[Entries for labeling bounding boxes]
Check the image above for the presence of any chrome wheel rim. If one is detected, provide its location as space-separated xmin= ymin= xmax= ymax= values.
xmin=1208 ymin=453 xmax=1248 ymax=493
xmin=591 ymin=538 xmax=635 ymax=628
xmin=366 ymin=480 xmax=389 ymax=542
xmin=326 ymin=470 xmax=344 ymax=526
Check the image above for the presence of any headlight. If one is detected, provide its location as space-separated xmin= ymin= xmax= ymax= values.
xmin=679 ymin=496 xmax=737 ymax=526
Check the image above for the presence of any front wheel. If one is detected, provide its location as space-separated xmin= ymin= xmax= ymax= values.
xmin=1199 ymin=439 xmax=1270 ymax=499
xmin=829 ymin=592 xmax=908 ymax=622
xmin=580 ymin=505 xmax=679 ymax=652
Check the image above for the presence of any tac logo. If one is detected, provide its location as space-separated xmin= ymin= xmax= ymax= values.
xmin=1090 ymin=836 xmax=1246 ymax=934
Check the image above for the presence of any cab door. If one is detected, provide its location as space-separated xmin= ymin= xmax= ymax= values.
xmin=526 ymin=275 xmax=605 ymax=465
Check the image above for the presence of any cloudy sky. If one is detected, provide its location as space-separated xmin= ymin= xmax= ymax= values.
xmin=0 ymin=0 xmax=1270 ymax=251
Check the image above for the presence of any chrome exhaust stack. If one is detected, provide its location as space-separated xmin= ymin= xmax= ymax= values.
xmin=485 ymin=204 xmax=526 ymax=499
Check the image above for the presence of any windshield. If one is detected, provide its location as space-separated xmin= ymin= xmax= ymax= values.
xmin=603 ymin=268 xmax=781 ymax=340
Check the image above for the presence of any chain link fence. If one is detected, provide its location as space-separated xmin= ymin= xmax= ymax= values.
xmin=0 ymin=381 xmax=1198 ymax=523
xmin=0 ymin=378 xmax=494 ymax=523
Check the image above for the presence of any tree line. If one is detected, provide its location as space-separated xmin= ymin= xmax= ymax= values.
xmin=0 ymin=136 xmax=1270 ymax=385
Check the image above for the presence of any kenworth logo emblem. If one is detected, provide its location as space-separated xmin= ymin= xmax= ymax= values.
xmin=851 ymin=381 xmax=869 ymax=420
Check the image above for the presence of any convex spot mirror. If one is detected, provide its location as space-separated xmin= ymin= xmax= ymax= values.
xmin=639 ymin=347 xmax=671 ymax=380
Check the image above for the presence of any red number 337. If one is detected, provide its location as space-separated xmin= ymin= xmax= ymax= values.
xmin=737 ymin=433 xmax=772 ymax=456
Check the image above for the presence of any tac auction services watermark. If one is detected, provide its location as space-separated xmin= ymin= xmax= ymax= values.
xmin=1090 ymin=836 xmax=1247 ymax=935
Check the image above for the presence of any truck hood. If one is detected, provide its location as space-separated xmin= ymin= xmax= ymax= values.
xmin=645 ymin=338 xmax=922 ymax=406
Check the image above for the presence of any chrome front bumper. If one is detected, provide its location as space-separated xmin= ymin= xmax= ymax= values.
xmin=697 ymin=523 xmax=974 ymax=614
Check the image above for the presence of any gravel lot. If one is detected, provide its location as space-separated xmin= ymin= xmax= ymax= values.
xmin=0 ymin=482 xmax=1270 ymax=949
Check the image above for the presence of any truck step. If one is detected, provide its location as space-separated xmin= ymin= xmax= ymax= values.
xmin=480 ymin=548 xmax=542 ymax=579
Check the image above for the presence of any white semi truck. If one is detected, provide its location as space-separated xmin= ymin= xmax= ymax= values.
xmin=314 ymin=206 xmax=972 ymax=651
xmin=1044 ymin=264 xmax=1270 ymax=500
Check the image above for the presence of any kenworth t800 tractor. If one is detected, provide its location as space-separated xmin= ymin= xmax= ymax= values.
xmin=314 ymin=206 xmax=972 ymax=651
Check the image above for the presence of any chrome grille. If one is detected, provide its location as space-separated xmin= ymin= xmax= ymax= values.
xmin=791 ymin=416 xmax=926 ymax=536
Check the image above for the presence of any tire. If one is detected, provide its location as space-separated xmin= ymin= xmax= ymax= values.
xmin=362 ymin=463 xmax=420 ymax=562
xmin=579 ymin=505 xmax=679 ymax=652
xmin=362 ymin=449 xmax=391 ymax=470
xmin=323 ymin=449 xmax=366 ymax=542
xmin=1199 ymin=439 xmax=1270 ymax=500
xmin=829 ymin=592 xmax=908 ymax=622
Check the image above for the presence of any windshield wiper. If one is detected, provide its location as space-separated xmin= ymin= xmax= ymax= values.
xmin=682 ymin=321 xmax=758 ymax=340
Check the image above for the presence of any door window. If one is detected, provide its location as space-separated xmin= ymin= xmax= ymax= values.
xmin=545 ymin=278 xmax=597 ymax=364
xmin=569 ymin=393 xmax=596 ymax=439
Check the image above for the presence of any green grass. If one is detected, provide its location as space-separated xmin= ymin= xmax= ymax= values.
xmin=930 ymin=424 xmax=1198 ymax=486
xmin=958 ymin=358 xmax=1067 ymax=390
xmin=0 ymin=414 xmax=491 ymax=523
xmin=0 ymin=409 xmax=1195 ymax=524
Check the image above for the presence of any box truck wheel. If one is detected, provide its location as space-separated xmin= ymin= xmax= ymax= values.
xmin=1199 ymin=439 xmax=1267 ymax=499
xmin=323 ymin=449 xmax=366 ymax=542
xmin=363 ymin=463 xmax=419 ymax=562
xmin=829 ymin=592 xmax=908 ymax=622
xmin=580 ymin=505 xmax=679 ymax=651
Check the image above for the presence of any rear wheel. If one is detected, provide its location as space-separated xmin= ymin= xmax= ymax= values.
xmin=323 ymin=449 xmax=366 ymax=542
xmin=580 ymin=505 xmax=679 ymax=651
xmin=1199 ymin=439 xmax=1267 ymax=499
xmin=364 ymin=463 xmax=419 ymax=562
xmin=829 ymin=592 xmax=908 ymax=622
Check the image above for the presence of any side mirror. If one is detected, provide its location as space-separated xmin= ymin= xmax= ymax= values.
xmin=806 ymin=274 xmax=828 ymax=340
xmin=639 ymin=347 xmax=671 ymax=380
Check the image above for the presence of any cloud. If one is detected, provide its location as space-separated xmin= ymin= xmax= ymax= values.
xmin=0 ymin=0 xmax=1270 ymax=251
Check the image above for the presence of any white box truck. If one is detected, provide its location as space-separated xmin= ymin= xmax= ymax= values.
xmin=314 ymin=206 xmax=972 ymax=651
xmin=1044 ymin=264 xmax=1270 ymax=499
==
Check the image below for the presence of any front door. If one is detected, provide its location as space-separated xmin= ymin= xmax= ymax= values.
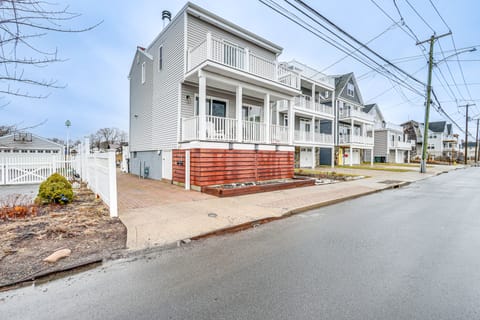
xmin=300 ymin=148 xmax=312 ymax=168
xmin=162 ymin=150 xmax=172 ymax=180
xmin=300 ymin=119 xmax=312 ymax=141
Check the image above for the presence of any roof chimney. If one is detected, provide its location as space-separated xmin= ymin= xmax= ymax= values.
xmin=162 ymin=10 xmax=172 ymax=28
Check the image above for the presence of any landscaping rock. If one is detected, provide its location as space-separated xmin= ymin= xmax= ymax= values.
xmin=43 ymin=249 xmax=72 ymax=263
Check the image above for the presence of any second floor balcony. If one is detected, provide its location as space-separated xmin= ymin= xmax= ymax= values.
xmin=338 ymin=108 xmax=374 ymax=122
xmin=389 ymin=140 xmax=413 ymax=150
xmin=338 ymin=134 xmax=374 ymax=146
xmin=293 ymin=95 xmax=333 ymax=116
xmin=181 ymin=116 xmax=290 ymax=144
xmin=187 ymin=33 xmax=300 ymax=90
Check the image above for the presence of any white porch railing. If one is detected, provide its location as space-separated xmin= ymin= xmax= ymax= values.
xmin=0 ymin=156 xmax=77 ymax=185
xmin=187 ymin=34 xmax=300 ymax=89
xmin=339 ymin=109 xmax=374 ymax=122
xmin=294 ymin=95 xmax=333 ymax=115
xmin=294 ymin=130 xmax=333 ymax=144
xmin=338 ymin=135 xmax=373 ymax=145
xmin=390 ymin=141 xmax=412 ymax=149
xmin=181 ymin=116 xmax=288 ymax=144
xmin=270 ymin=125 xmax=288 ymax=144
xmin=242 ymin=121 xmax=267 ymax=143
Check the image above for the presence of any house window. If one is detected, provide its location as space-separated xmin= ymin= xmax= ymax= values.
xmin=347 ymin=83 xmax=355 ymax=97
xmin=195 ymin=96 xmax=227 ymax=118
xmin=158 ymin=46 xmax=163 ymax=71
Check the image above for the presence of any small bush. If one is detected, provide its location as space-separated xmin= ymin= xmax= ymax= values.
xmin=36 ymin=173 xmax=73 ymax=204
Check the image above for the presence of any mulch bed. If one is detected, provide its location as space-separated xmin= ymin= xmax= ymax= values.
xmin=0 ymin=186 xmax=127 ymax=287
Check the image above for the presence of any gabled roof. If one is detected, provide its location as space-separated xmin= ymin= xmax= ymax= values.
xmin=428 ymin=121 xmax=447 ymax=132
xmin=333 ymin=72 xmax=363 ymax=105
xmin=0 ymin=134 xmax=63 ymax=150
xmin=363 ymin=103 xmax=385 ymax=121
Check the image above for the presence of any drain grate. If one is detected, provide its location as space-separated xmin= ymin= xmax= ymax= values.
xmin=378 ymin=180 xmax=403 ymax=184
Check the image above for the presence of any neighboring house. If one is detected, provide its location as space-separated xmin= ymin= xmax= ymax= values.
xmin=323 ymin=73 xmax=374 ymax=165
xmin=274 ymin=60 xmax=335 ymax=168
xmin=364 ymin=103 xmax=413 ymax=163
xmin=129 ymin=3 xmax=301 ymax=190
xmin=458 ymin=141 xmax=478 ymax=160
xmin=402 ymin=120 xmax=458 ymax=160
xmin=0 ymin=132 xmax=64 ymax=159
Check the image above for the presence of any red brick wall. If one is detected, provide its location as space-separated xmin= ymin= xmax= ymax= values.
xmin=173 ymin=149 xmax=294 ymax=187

Task details: Repeat word for word everything in the listing from the line containing "Check the image above for the presence of any white porch" down to the line containing "xmin=242 ymin=121 xmax=267 ymax=143", including both of those lines.

Finished task:
Check the image above for the presence of any white porch railing. If one is detected, provide its location as space-separated xmin= ymin= xmax= ymax= values.
xmin=0 ymin=156 xmax=77 ymax=185
xmin=187 ymin=34 xmax=300 ymax=89
xmin=339 ymin=109 xmax=374 ymax=122
xmin=294 ymin=95 xmax=333 ymax=115
xmin=294 ymin=130 xmax=333 ymax=144
xmin=338 ymin=135 xmax=373 ymax=145
xmin=390 ymin=141 xmax=412 ymax=149
xmin=181 ymin=116 xmax=288 ymax=144
xmin=270 ymin=125 xmax=288 ymax=144
xmin=242 ymin=121 xmax=267 ymax=143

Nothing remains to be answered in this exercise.